* _TEXTAUSZUG_:
⁂

Bestimmen bald Protestanten zu stark die Politik?

2. März 2012 in Kommentar


Der Katholik Martin Lohmann und der Protestant Bernhard Felmberg beziehen zu dieser Frage kontrovers Stellung.


Wetzlar (kath.net/idea) Mit der Nominierung von Joachim Gauck für das Amt des Bundespräsidenten stehen – im Falle seiner Wahl – zusammen mit Kanzlerin Angela Merkel zwei Protestanten an der Spitze des deutschen Staates. In Medien wird deshalb diskutiert, ob der Protestantismus die Politik zu stark beeinflusse. Gegensätzliche Antworten auf diese Frage geben zwei Experten in Beiträgen für die Evangelische Nachrichtenagentur idea (Wetzlar).

PRO Ich bin zwar nicht wirklich davon überzeugt, dass Protestanten die Politik zu stark bestimmen oder gar dominieren. Aber sicher scheint mir: Die Politik in Deutschland wird zu wenig von überzeugten Katholiken bestimmt. Ihre Stimme – etwa mit klarem Bekenntnis zur Unantastbarkeit der Menschenwürde und des Lebensschutzes – fehlt; jedenfalls ist sie zu wenig hörbar.

⁂

Erkennungsbeispiele:
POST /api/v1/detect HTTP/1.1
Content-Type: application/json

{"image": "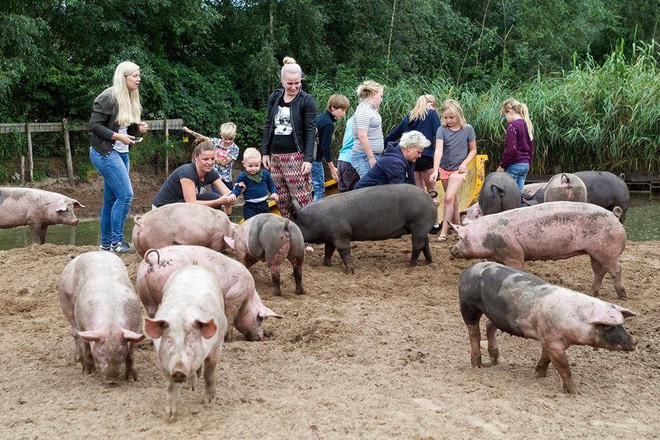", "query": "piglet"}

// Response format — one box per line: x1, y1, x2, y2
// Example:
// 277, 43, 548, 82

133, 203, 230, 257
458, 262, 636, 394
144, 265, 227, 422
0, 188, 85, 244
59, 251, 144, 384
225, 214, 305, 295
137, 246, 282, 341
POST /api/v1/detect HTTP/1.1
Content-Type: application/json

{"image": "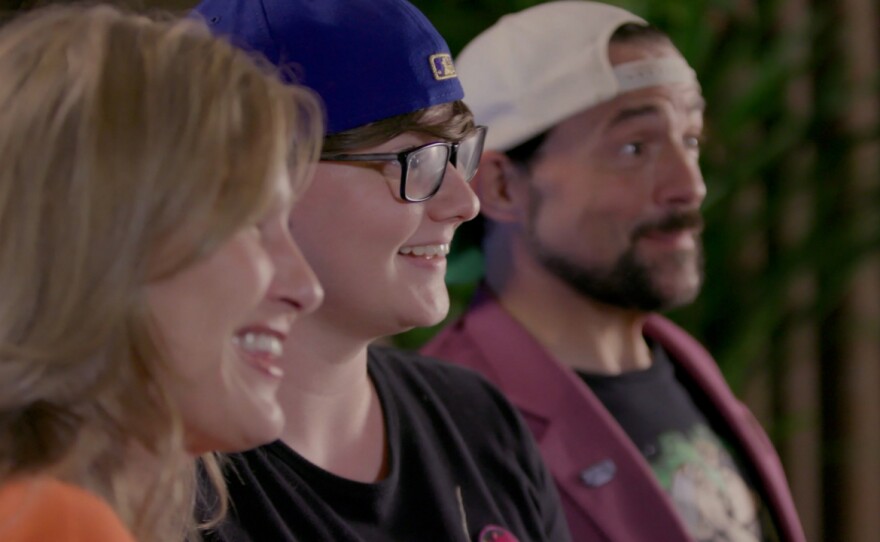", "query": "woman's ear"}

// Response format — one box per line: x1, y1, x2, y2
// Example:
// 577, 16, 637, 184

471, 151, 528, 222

⁂

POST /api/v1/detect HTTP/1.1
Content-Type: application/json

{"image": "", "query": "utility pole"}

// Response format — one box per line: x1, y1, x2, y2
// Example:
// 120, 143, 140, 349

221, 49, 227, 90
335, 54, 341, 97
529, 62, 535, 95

⁂

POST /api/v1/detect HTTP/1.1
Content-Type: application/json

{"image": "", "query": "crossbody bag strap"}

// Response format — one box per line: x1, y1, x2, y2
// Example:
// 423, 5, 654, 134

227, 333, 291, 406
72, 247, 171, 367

⁂

* _ZU ERLEDIGENDE AUFGABEN_:
1 – Welcher Nachrichtenagentur lieferten die beiden Experten laut dem Textauszug ihre Beiträge?
2 – Übersetzen Sie diesen Satz aus dem Textauszug ins Englische: „Aber sicher scheint mir: Die Politik in Deutschland wird zu wenig von überzeugten Katholiken bestimmt.“

* _LÖSUNGEN ZUR ÜBUNG_:
1 – Der Evangelischen Nachrichtenagentur idea (Wetzlar).

2 – But this much seems certain to me: politics in Germany is shaped too little by committed Catholics.